EXCERTO DO DOCUMENTO:
┌────────

# Tópicos apropriados no Forum



## Vince (5 Ago 2008 às 19:48)

Olá,

Tenho reparado que por vezes não se colocam artigos no local mais apropriado, especialmente no forum "Media".

O forum Media conforme podem ver na descrição que aparece ao lado do forum diz o seguinte:

*«Tudo sobre Meteorologia e Climatologia nos Meios de Comunicação Social, Blogs e Internet e que não se enquadre num Tópico de Seguimento regular ou Subforum Nacional ou Internacional»
*

Ou seja, se por exemplo eu tiver uma notícia sobre umas inundações na Croácia, visto que existe o seguimento da Europa no forum "Europa", essa notícia deve ir para lá e não para o "Media". 

Se for por exemplo uma notícia sobre o Tornado ontem em França, o critério seria o mesmo, no entanto se se tratar de algo importante que mereça só por si um tópico, a regra é criar um tópico dedicado em vez de usar o tópico genérico de seguimento europeu. O critério é bastante fácil de decidir, se acham que é uma notícia ou artigo que pelo seu interesse vai gerar várias mensagens e discussão, cria-se um tópico dedicado em vez do genérico.  Se tiverem dúvidas quanto ao interesse, coloquem no genérico e um moderador move para um dedicado.

Se for por exemplo uma notícia do IM a dizer que Maio foi mais frio que a média, essa notícia deve ir para o tópico de monitoramento do clima de Portugal no Forum Climatologia.

O "Media" serve assim apenas para algo que não se enquadre muito bem no que existe pré-definido, quer subforuns, quer tópicos de seguimento.

Organizar a informação é extremamente importante para no futuro mais facilmente encontrarmos o que queremos e é assim de evitar termos que ser nós moderadores a ter que andar a mover coisas de local. 

Para quem é novo no forum sugiro que naveguem um pouco pela estrutura do forum e se familiarizem com o tipo de foruns e tópicos de seguimento que existem.

Alguma dúvida perguntem aqui neste tópico ou enviem MP para os moderadores ou admin's.

Obrigado.


----------



## *Dave* (5 Ago 2008 às 20:31)

Vince disse:


> Olá,
> 
> Tenho reparado que por vezes não se colocam artigos no local mais apropriado, especialmente no forum "Media".
> 
> ...





Ups já me devo ter enganado umas 10 vezes   .

A partir de agora vou ter mais atenção...


Abraço


----------

└────────

DADOS FORNECIDOS:
┌────────

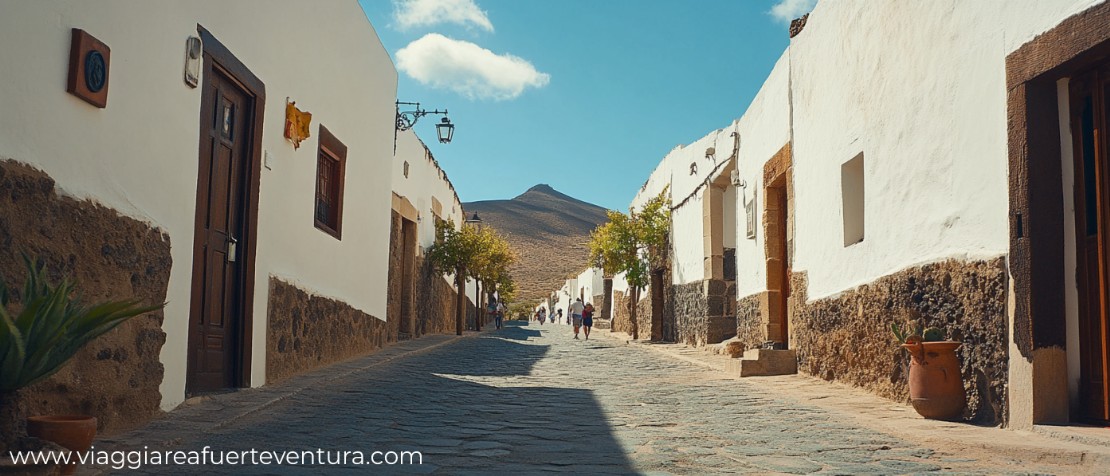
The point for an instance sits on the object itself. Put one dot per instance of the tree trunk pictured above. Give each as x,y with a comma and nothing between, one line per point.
478,309
12,421
460,300
632,312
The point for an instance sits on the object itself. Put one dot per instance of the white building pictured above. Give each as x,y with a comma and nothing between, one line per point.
192,194
929,158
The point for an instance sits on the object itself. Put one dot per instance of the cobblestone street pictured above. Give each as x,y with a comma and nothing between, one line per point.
530,398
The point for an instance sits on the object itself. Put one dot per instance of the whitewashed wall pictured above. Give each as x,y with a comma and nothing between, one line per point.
931,127
425,181
139,154
765,128
591,283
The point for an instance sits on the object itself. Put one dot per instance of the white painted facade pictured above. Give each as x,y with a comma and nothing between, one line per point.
139,155
424,185
591,283
918,90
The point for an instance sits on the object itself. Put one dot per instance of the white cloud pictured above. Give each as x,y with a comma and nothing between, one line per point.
465,68
787,10
410,13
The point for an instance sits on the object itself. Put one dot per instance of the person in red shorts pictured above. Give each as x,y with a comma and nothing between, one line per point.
587,318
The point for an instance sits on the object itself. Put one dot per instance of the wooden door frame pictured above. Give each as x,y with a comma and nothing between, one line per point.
1037,230
236,71
1080,226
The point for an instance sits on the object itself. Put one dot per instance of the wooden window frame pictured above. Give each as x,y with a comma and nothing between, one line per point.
331,149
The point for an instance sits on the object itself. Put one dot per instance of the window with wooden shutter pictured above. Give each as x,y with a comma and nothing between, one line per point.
331,163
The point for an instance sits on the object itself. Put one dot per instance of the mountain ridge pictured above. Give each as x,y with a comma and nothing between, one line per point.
550,232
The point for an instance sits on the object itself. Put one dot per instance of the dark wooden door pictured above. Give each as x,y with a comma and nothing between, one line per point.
215,320
783,274
1090,102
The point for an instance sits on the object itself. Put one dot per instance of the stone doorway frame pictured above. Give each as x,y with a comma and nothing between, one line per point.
778,188
1039,371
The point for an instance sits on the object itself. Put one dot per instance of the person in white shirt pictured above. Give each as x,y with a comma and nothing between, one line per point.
576,309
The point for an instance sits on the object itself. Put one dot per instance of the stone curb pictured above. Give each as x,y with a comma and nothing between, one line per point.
1042,445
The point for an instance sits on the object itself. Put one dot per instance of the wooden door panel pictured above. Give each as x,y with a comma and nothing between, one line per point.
215,323
1088,122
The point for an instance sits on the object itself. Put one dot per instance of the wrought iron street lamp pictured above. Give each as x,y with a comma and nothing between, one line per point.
406,119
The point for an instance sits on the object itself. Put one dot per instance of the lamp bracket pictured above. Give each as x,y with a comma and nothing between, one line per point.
407,119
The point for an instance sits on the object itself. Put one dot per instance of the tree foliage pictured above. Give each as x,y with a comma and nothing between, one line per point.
634,243
481,253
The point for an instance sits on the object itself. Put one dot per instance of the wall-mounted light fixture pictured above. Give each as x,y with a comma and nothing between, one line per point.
193,51
474,221
406,119
736,179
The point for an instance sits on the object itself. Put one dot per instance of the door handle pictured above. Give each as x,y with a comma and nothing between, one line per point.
232,249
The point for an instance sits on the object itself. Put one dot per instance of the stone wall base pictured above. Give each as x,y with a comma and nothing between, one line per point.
306,332
848,338
114,377
435,302
705,312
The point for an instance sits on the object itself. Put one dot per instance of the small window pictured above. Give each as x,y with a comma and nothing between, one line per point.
851,191
331,164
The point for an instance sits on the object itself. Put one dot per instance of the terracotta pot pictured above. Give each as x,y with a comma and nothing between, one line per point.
936,386
72,432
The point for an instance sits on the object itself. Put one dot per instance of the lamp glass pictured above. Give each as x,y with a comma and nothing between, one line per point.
445,130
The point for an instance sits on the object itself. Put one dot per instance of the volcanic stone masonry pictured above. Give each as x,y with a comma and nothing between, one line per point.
848,337
306,332
110,256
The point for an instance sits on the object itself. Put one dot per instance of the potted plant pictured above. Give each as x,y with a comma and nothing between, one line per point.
936,385
38,335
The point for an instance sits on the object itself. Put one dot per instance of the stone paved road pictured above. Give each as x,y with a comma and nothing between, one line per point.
531,399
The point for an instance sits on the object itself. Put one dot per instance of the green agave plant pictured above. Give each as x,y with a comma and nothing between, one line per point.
52,325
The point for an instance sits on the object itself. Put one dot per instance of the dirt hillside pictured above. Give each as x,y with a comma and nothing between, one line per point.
548,230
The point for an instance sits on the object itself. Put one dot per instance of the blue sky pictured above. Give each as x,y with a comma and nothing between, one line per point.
586,95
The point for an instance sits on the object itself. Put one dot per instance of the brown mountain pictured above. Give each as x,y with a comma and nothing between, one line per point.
548,230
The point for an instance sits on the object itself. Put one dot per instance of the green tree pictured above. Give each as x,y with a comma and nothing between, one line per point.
492,262
635,244
453,252
477,253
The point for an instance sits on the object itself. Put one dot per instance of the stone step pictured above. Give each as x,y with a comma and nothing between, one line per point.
762,362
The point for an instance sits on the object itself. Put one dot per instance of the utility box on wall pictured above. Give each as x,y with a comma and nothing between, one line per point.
88,70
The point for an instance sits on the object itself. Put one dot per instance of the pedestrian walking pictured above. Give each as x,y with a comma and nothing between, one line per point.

└────────

Segundo o excerto do documento, onde deve ser colocada uma notícia do IM a dizer que Maio foi mais frio que a média?

Deve ser colocada no tópico de monitoramento do clima de Portugal, no Forum Climatologia.